• CONSIGNE:
Modifiez l'ensemble des enregistrements ci-dessous en remplaçant « photo » par « image », sans rien changer d'autre. N'incluez pas les images dans votre réponse.

• Entrées d'annotation de la position d'objets:
^^^^^^^^
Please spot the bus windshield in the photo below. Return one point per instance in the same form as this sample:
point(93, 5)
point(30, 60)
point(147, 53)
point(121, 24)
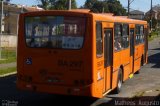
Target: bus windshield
point(55, 32)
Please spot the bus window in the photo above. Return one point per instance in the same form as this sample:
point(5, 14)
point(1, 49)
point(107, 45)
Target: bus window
point(118, 37)
point(125, 36)
point(55, 32)
point(139, 34)
point(99, 47)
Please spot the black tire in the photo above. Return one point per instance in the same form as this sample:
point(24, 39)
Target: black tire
point(119, 82)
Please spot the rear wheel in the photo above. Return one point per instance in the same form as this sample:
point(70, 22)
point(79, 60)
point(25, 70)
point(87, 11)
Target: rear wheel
point(140, 66)
point(119, 82)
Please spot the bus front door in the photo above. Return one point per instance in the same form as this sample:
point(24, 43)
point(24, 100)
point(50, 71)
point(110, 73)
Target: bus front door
point(132, 49)
point(108, 58)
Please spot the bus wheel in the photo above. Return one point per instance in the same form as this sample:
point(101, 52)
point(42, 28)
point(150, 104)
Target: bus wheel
point(140, 66)
point(119, 81)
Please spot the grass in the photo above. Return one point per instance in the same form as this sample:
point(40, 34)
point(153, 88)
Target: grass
point(8, 70)
point(8, 56)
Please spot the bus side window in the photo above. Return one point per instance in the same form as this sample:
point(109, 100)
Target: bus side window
point(99, 43)
point(125, 36)
point(117, 37)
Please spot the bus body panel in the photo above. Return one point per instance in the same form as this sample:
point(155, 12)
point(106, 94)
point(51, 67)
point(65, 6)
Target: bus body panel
point(77, 72)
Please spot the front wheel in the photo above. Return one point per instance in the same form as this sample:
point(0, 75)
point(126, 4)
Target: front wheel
point(119, 82)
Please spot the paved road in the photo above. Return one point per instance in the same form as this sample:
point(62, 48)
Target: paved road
point(147, 81)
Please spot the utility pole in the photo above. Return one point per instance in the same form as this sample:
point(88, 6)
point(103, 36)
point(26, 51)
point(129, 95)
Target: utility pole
point(151, 17)
point(69, 4)
point(128, 8)
point(1, 28)
point(129, 3)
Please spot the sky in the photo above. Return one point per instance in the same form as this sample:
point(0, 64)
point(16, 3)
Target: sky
point(142, 5)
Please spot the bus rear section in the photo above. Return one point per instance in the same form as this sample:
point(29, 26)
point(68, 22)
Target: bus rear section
point(55, 53)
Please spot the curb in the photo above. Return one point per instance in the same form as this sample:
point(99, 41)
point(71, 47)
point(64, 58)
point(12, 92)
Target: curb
point(8, 74)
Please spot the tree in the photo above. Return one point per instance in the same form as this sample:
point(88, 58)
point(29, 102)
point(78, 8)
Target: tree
point(112, 6)
point(56, 4)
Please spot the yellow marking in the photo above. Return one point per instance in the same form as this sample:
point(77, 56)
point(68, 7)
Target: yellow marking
point(131, 76)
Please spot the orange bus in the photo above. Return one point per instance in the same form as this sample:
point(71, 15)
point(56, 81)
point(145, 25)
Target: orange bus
point(79, 53)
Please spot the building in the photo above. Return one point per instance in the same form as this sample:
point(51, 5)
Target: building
point(10, 16)
point(136, 14)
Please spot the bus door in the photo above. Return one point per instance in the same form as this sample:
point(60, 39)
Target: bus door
point(145, 44)
point(108, 58)
point(132, 49)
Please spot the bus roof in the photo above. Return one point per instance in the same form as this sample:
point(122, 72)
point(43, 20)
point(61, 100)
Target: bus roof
point(98, 16)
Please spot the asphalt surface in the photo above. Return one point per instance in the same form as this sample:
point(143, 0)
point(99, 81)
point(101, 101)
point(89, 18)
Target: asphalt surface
point(147, 81)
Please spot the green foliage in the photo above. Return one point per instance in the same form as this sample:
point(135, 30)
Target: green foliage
point(56, 4)
point(111, 6)
point(8, 56)
point(8, 70)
^^^^^^^^
• RÉPONSE À LA CONSIGNE:
Please spot the bus windshield in the image below. Return one point per instance in the same form as this sample:
point(93, 5)
point(30, 60)
point(147, 53)
point(121, 24)
Target: bus windshield
point(55, 32)
Please spot the bus window in the image above. Return one point per instance in the same form as this sample:
point(5, 14)
point(1, 49)
point(107, 45)
Target: bus window
point(118, 37)
point(125, 36)
point(55, 32)
point(139, 34)
point(99, 47)
Please spot the black tire in the image above. Return one point per instance in the same form as this sample:
point(24, 39)
Target: black tire
point(119, 82)
Please spot the rear wheel in the image above. Return one point per instance in the same form as this sample:
point(70, 22)
point(79, 60)
point(25, 70)
point(87, 11)
Target: rear wheel
point(140, 66)
point(119, 82)
Please spot the bus front door in the image above. Return one point per instance in the same form as this sample:
point(24, 43)
point(24, 100)
point(50, 71)
point(110, 73)
Target: bus front door
point(132, 49)
point(108, 58)
Please spot the bus wheel in the image above. Return one point per instance in the same form as this sample:
point(101, 52)
point(42, 28)
point(150, 104)
Target: bus wheel
point(140, 66)
point(119, 81)
Please spot the grass in the image above. Return one point per instance in the same form as this sample:
point(40, 34)
point(153, 88)
Target: grass
point(8, 70)
point(8, 56)
Please spot the bus side window in the image above. Return one point per instance in the same form as this sample:
point(109, 100)
Target: bus side window
point(99, 43)
point(125, 36)
point(117, 37)
Please spot the bus body panel in the image above. Return one point per instance in the same form as this sample:
point(155, 12)
point(106, 94)
point(51, 67)
point(65, 6)
Target: bus body panel
point(77, 72)
Please spot the front wheel in the image above. Return one point per instance in the same form as this sample:
point(0, 75)
point(126, 4)
Target: front wheel
point(119, 82)
Please spot the paved road in the image above. Return one point per instance in the same form as this sample:
point(62, 48)
Target: paved road
point(147, 81)
Please spot the utility pole in the image above. Return one point per instance in the same form as this sample:
point(88, 6)
point(103, 36)
point(26, 51)
point(129, 95)
Target: utility pole
point(151, 17)
point(69, 4)
point(128, 8)
point(1, 28)
point(129, 3)
Please spot the sky in the image above. Return one point per instance in the same form as this sample:
point(0, 64)
point(16, 3)
Target: sky
point(142, 5)
Please spot the bus rear section in the image above. Return one point per instance in the same form as this sample:
point(29, 26)
point(68, 22)
Target: bus rear section
point(55, 53)
Please spot the curb in the image above. Return one point per instance in the same form as this sample:
point(99, 41)
point(71, 47)
point(64, 58)
point(12, 92)
Target: curb
point(8, 74)
Please spot the tree in the image above. Return one point per instance in the same form as this sample:
point(88, 58)
point(29, 102)
point(78, 8)
Target: tree
point(112, 6)
point(56, 4)
Please spot the yellow marking in the image above. Return one point per instance in the same form as this sample:
point(77, 56)
point(68, 7)
Target: yellow marking
point(131, 76)
Please spot the orange bus in the image above. Return one point per instance in the same form as this sample:
point(71, 15)
point(56, 81)
point(145, 25)
Target: orange bus
point(79, 53)
Please spot the building in the image above. Return one point per instance in the same form as this sample:
point(51, 5)
Target: building
point(10, 16)
point(136, 14)
Please spot the bus door in the image above. Return one point per instance in the same form as this sample:
point(60, 39)
Target: bus door
point(145, 44)
point(108, 58)
point(132, 49)
Please spot the bus roof in the image above. Return one point per instance in the same form as this sample:
point(122, 72)
point(43, 20)
point(61, 100)
Target: bus roof
point(98, 16)
Please spot the asphalt surface in the image above. Return one point per instance in the same form as this sample:
point(143, 0)
point(99, 81)
point(101, 101)
point(89, 18)
Target: asphalt surface
point(147, 81)
Please spot the green foliage in the image above. Return one point per instance in the same form as this sample:
point(135, 30)
Target: green foliage
point(56, 4)
point(111, 6)
point(8, 56)
point(8, 70)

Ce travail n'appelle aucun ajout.